[What you are asked to do]
Collect every line of the data below that contains the word "mouth" and copy each one. Case counts, so match only that exact capitalization.

>> START Extracted entries

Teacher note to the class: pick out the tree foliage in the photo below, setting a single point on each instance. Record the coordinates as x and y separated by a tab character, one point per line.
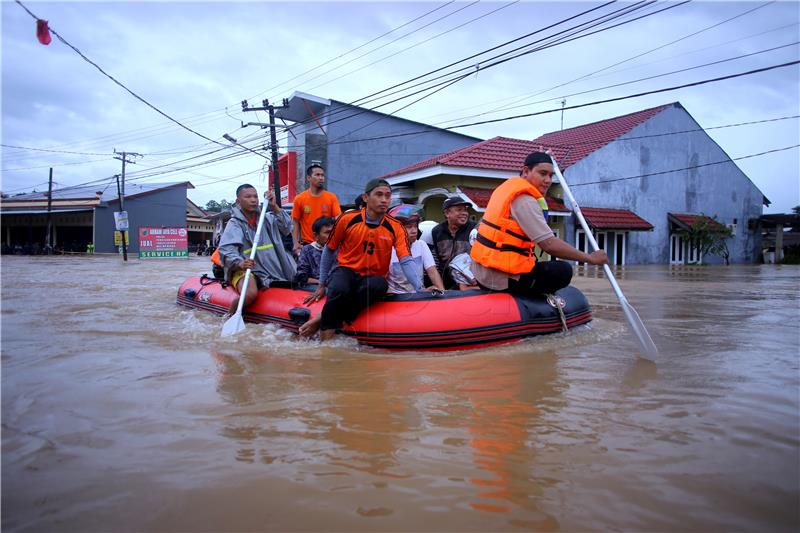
218	207
708	236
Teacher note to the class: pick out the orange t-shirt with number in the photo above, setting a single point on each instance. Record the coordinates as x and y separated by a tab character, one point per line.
307	208
366	248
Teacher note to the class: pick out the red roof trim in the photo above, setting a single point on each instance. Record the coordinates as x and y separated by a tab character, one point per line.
601	218
507	154
573	144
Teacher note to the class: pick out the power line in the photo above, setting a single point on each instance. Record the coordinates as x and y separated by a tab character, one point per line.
54	32
46	150
629	82
419	43
637	95
684	37
356	48
598	21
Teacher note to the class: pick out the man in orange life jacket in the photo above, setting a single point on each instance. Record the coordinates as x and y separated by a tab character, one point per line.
514	222
362	243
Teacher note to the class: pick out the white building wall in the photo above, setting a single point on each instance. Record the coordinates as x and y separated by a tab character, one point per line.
721	190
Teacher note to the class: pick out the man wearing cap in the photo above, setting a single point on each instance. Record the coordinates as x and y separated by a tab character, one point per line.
451	237
311	204
361	242
271	262
515	221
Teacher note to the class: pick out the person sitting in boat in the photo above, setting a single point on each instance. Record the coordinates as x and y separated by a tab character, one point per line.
310	254
515	221
409	216
461	267
451	237
362	243
272	262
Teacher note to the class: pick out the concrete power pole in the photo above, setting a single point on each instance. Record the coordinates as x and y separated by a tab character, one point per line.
48	245
273	139
121	194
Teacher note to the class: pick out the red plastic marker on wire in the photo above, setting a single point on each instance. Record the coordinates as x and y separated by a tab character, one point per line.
43	32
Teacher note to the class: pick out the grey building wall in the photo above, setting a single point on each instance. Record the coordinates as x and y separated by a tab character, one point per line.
161	208
350	161
720	190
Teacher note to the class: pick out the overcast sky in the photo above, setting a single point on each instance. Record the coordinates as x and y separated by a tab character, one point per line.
196	61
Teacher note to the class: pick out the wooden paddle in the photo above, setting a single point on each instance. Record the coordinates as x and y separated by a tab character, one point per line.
646	344
235	323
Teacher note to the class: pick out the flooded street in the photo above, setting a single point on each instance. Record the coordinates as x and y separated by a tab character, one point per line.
123	412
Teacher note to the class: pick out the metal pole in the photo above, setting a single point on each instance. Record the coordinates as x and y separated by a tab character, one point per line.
274	142
48	240
121	208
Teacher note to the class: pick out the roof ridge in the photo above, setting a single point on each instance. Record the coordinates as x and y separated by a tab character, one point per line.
595	123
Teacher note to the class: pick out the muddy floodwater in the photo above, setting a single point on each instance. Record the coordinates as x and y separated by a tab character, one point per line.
123	412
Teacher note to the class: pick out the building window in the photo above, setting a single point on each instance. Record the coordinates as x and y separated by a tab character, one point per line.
619	248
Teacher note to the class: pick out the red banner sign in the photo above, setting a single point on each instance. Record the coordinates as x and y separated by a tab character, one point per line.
163	242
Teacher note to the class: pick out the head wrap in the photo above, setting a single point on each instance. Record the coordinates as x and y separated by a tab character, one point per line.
375	182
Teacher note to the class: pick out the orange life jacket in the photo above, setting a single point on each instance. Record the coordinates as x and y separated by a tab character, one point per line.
501	243
215	258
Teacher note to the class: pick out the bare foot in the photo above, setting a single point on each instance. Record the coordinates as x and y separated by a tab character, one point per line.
311	326
233	307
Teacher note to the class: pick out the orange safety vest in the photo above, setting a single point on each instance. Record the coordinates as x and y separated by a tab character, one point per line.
215	258
501	243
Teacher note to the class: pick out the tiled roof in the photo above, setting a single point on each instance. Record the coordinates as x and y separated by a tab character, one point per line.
506	154
601	218
685	220
580	141
498	153
481	198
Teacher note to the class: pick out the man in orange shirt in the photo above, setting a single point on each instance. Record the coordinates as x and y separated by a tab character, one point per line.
361	242
311	204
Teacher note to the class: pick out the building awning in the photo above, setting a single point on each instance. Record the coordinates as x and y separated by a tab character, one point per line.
7	212
686	220
600	218
480	199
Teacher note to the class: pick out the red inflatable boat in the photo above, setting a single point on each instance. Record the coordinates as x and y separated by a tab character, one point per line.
455	320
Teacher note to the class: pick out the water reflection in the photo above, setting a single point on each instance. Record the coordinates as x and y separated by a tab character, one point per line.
369	421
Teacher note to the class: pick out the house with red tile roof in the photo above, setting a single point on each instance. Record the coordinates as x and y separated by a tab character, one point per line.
634	177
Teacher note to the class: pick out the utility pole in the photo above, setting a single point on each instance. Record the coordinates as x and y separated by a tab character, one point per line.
121	194
48	239
273	139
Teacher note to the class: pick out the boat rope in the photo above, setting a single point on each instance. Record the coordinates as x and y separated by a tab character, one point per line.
559	304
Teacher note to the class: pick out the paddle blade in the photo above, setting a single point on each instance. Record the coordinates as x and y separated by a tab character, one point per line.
233	325
649	349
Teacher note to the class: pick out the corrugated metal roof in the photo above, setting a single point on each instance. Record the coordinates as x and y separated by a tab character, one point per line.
108	192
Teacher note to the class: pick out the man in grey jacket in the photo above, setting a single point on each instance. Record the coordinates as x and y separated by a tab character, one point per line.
272	262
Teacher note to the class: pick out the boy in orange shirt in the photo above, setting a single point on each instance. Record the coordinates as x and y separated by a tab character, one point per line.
362	243
311	204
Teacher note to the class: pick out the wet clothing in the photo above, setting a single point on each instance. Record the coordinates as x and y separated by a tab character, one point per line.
501	243
423	260
307	208
446	246
545	276
273	263
308	262
363	249
348	293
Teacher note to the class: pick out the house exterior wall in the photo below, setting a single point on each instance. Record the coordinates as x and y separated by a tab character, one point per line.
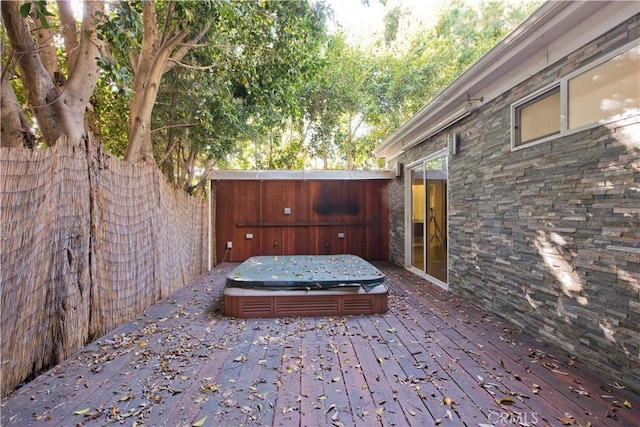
547	236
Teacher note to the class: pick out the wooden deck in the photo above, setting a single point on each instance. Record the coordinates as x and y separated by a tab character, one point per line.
431	360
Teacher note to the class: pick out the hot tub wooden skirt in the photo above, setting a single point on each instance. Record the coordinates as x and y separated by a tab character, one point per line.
245	303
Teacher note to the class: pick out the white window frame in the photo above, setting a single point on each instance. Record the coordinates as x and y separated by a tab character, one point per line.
564	103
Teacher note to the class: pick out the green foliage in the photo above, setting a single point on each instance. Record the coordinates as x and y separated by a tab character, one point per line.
269	88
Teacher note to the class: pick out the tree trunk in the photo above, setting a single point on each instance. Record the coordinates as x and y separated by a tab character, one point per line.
14	128
58	104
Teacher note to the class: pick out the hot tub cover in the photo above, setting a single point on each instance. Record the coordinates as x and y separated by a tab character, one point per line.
305	272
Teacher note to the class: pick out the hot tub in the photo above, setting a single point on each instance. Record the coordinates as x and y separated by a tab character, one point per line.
304	285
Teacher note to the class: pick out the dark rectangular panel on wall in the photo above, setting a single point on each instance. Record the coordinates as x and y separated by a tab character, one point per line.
310	217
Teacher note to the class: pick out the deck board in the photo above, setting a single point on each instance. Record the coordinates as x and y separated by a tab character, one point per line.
430	357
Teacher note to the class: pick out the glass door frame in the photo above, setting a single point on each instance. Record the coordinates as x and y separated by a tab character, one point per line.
408	225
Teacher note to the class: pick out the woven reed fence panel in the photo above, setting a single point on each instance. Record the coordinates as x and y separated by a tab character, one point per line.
87	242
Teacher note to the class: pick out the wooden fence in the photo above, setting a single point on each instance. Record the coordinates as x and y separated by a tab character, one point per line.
87	242
300	217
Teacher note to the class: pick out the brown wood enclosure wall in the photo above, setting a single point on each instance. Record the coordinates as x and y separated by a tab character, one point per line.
314	217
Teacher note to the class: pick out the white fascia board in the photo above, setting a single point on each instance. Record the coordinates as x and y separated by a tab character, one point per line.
552	32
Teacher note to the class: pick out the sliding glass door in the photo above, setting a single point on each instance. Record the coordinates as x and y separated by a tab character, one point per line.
428	208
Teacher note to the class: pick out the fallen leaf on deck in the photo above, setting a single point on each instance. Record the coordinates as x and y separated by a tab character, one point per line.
566	421
506	401
448	401
241	358
199	423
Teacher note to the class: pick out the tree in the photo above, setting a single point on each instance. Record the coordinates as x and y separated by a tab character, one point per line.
58	88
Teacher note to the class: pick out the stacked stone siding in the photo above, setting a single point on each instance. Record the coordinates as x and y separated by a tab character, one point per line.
547	236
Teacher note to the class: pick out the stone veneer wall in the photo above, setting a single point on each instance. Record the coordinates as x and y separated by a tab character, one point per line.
547	237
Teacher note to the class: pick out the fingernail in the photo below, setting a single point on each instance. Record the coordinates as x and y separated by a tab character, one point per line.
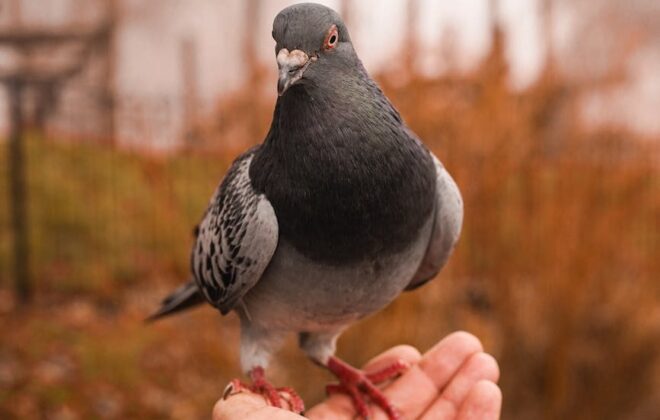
228	390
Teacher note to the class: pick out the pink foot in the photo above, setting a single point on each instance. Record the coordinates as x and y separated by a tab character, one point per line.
273	396
360	386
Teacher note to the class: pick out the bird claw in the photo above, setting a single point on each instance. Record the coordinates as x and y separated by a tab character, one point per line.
361	386
273	396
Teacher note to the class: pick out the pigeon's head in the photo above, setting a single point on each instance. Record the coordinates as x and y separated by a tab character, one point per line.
312	45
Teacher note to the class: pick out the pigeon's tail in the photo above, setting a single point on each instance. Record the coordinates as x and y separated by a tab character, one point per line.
184	297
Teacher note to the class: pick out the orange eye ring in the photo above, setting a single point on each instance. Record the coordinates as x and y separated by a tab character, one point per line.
332	38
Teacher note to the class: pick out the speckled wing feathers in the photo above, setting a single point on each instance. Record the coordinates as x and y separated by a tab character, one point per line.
237	238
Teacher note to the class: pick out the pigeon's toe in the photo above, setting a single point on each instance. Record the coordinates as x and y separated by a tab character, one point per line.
361	386
284	397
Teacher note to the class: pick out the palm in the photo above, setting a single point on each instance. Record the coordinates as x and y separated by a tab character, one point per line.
453	380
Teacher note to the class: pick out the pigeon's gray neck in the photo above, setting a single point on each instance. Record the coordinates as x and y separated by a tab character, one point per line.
347	180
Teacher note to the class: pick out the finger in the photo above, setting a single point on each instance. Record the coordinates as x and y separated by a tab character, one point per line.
444	360
250	407
403	353
484	402
418	388
480	366
341	406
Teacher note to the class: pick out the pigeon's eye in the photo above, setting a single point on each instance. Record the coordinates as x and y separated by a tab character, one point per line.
332	38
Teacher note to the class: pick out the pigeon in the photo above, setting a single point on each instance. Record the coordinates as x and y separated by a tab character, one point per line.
338	211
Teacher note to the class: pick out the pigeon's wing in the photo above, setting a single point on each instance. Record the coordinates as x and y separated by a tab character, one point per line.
184	297
446	227
236	239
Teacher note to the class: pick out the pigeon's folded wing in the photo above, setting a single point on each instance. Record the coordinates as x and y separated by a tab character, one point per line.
237	238
446	227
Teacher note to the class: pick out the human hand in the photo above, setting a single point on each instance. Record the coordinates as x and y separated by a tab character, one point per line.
453	380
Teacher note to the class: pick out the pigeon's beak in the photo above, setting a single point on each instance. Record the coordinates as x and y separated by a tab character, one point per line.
291	65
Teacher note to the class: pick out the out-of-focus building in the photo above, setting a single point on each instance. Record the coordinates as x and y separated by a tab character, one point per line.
166	62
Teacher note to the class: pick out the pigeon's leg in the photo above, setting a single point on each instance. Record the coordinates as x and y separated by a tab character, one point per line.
359	385
273	396
257	346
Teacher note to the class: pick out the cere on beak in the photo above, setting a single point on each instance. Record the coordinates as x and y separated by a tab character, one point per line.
291	65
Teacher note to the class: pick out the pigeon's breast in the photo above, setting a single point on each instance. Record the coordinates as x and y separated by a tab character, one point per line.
300	294
344	204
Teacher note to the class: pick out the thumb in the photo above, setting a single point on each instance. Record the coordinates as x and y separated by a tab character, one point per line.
250	407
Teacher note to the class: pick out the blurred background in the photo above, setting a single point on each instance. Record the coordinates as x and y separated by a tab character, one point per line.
119	117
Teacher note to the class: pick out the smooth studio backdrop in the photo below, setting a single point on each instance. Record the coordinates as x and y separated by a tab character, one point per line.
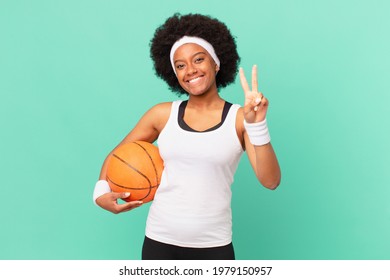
75	77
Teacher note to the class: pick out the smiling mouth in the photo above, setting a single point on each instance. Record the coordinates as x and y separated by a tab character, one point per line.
194	80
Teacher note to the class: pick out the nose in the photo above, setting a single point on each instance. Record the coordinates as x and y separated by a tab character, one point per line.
191	69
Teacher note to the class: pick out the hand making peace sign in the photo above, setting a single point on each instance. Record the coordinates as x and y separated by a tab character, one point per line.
256	105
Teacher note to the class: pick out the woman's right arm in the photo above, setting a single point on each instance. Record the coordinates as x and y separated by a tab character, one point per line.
147	129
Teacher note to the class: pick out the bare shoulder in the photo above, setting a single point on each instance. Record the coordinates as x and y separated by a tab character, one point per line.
159	114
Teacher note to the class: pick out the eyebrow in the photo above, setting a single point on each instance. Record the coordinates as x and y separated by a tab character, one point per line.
192	56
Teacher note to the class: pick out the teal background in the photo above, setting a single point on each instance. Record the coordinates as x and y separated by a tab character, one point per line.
75	76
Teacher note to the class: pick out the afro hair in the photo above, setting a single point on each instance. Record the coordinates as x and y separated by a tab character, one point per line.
205	27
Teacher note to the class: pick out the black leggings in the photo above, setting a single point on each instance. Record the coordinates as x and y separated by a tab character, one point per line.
154	250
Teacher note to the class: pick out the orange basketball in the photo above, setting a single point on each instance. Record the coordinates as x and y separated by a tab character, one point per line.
135	167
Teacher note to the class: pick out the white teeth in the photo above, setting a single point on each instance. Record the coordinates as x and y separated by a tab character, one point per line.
194	80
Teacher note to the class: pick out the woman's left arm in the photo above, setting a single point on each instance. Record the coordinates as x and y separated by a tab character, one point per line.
255	135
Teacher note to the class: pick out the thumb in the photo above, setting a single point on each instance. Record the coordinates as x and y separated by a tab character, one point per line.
121	195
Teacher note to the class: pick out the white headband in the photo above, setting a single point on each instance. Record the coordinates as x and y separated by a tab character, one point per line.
196	40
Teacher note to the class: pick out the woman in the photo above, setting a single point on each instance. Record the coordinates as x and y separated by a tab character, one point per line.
200	140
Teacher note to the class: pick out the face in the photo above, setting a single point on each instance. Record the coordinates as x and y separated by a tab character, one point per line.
195	69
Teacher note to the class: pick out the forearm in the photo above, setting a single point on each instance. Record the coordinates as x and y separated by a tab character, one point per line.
267	166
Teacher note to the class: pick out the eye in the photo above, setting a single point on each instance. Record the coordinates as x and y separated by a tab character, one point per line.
179	66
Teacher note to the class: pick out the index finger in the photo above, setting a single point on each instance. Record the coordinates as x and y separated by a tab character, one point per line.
244	82
254	79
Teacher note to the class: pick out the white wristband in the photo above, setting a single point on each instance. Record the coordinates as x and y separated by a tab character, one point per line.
258	132
101	188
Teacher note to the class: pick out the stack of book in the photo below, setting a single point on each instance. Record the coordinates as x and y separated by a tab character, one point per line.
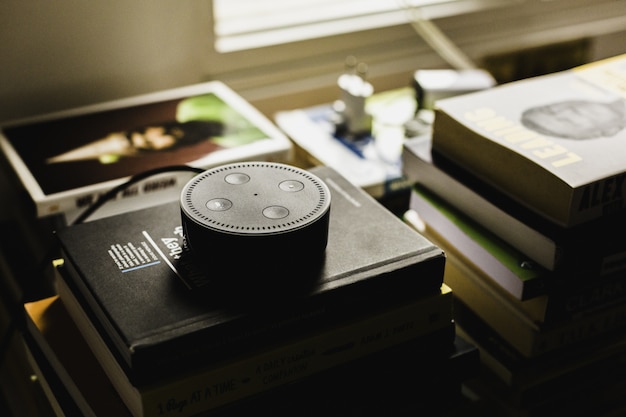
523	187
378	309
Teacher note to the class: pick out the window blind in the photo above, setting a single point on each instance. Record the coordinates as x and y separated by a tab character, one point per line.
248	24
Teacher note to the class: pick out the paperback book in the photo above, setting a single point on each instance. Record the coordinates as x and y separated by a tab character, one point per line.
554	143
66	160
130	272
551	298
350	389
527	382
531	339
582	250
507	267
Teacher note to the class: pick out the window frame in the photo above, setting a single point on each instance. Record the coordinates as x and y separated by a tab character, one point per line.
303	73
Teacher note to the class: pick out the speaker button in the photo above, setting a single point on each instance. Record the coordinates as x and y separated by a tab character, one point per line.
291	186
219	204
275	212
237	178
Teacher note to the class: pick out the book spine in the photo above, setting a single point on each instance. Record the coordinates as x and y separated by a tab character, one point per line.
529	338
420	168
491	255
250	375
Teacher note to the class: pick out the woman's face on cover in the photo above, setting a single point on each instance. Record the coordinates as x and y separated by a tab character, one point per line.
154	138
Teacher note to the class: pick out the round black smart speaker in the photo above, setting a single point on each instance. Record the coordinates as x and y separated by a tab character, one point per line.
253	220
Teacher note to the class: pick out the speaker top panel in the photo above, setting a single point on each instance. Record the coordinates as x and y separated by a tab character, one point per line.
255	198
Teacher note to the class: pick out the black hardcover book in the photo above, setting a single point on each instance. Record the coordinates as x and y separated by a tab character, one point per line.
128	269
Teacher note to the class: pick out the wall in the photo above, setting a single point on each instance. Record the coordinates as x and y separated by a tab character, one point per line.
66	53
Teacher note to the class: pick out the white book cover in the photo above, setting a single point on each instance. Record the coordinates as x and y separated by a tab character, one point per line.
67	159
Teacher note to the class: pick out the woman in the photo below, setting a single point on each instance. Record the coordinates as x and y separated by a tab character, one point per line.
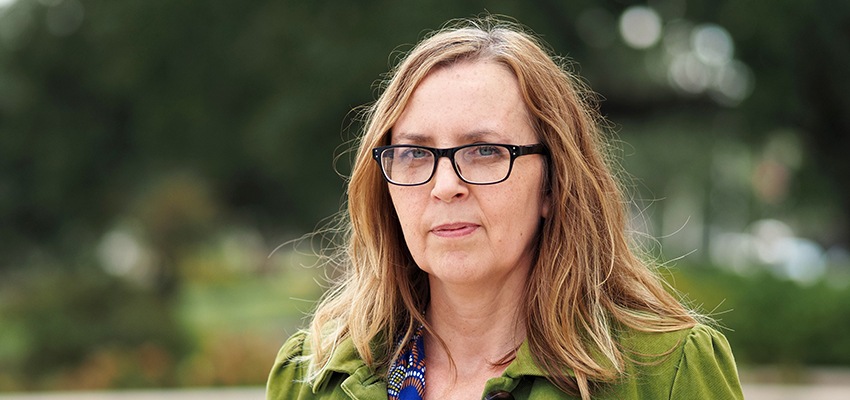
487	241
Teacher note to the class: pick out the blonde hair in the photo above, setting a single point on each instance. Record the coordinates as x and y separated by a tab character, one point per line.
586	279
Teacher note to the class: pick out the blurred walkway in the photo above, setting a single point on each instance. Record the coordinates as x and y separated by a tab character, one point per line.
751	392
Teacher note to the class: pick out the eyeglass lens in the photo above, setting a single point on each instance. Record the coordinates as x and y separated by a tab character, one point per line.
486	163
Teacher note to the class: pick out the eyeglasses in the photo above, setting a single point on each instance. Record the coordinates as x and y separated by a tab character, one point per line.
477	164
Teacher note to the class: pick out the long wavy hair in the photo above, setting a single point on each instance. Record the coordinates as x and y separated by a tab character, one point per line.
587	278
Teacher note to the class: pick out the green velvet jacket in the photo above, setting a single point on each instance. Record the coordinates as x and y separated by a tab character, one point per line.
695	363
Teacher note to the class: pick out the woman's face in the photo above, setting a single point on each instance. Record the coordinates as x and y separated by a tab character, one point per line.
457	232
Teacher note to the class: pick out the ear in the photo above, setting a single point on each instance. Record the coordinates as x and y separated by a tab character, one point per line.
545	204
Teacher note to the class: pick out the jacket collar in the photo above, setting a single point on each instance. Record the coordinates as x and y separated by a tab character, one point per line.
346	360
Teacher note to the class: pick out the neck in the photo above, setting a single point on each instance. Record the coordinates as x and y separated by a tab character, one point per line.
480	325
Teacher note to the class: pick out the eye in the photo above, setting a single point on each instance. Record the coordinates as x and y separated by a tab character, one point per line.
415	153
488	151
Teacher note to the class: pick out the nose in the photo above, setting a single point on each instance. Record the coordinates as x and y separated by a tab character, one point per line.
447	185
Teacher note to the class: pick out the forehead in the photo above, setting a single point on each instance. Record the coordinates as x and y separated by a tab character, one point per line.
465	102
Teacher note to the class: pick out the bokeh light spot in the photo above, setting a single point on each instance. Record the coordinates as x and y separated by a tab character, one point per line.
712	44
640	27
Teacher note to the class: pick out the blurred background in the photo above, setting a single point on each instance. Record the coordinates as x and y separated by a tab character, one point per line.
154	153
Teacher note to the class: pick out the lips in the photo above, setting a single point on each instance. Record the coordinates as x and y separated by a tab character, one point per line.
454	230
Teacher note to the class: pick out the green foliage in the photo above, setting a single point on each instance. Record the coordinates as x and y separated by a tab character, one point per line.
770	320
69	324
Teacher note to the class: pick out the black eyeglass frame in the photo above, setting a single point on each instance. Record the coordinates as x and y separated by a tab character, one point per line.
514	150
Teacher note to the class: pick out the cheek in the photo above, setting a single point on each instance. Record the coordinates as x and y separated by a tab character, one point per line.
407	213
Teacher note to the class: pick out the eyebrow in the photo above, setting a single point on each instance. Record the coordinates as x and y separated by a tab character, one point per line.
418	138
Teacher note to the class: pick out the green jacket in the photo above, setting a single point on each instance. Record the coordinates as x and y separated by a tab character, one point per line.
695	363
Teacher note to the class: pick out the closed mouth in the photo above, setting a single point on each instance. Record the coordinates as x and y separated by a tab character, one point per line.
458	229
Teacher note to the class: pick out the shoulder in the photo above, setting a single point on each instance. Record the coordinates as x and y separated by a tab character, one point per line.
691	363
345	373
287	379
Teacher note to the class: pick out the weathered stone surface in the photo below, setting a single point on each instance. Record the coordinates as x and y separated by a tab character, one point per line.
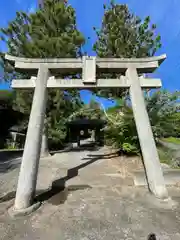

>> END Extracted entries

[Reply]
Teacher note to the class: pick out the smiling mouth in the photo above, setting a single point on each instance. Record the coordinates as x and y separated by a tab character, one point per line.
Teacher note to the class: pick out the closed mouth in the photo above, setting a single point on each instance. Record the coordinates as x and y separated by a tab character, one point per line.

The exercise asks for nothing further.